• EXCERTO DO TEXTO:
A nobre expressão dos sentimentos que o animam neste dia, certamente muito significativo, mereceu toda a minha atenção. Quero antes de mais manifestar-lhe o meu reconhecimento pelas palavras que me dirigiu e, depois, retribuir os sentimentos de estima que o Senhor Presidente da República, Aníbal Cavaco Silva, me fez chegar através de Vossa Excelência, pedindo-lhe por minha vez a amabilidade de significar ao Senhor Presidente a minha gratidão pelos mesmos, juntamente com encorajadores votos na sua alta missão e a certeza da minha oração ao Altíssimo pela prosperidade e o bem espiritual de todos os portugueses.

Quando me preparava para este encontro com o Senhor Embaixador, acudiam à mente as edificantes e felizes imagens, que guardo na memória e no coração, da minha visita a Portugal no passado mês de Maio, desejando aqui agradecer uma vez mais a todos o contributo dado para uma serena e frutuosa realização da mesma; efeito este amplamente conseguido como atestam as inúmeras mensagens que me chegaram alusivas àqueles dias memoráveis. Jamais esquecerei o acolhimento caloroso a mim reservado, bem como a maneira gentil e respeitosa com que as minhas palavras foram recebidas. Considero que tudo isto tem também uma importância social: onde a sociedade cresce e as pessoas se fortalecem no bem graças à mensagem da fé, sai beneficiada também a convivência social e os cidadãos sentem-se mais disponíveis para servir o bem comum.

• EXCERTO DOS DADOS:

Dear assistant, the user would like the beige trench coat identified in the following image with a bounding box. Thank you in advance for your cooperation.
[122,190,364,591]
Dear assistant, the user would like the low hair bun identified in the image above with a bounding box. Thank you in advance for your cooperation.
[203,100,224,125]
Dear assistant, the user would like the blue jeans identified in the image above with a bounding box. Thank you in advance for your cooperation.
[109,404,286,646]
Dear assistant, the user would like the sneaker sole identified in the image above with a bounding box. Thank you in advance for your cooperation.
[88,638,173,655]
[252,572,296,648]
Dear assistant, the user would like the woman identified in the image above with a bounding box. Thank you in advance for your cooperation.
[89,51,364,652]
* * *
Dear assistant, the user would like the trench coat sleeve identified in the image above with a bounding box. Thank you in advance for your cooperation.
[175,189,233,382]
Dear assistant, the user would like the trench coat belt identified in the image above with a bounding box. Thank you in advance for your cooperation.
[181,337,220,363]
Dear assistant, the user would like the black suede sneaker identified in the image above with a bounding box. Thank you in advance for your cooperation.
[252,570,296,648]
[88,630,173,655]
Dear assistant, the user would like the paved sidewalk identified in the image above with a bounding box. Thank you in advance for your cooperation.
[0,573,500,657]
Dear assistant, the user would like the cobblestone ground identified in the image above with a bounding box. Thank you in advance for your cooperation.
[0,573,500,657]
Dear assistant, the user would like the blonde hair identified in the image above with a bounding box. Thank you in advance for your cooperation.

• OBJETIVO A: Transcreva do discurso ao Embaixador todo o trecho que vai desde "Quando me preparava" até "o bem comum.".
• OBJETIVO B:
Responda a estas perguntas com base no discurso ao Embaixador:
(i) Qual é o nome do Presidente da República mencionado?
(ii) Em que mês decorreu a visita a Portugal referida no discurso?
(iii) O que afirma o orador que jamais esquecerá?
• OBJETIVO C: Prossiga o discurso ao Embaixador a partir da última frase apresentada.

• RESPOSTA A:
Quando me preparava para este encontro com o Senhor Embaixador, acudiam à mente as edificantes e felizes imagens, que guardo na memória e no coração, da minha visita a Portugal no passado mês de Maio, desejando aqui agradecer uma vez mais a todos o contributo dado para uma serena e frutuosa realização da mesma; efeito este amplamente conseguido como atestam as inúmeras mensagens que me chegaram alusivas àqueles dias memoráveis. Jamais esquecerei o acolhimento caloroso a mim reservado, bem como a maneira gentil e respeitosa com que as minhas palavras foram recebidas. Considero que tudo isto tem também uma importância social: onde a sociedade cresce e as pessoas se fortalecem no bem graças à mensagem da fé, sai beneficiada também a convivência social e os cidadãos sentem-se mais disponíveis para servir o bem comum.

• RESPOSTA B:
(i) Aníbal Cavaco Silva.
(ii) Em Maio.
(iii) O acolhimento caloroso que lhe foi reservado e a maneira gentil e respeitosa com que as suas palavras foram recebidas.

• RESPOSTA C:
Com a sua presença no fórum internacional, a Santa Sé põe todo o seu empenho em servir a causa da promoção integral do homem e dos povos. Deveria ser convicção de todos que os obstáculos a tal promoção não são apenas de ordem económica, mas dependem de atitudes e valores mais profundos: os valores morais e espirituais que determinam o comportamento de cada ser humano para consigo mesmo, os outros e a criação inteira. A presença do Senhor Embaixador neste lugar testemunha a vontade que Portugal tem de dar um lugar importante a tais valores, sem os quais uma sociedade não se pode estabelecer de modo duradouro.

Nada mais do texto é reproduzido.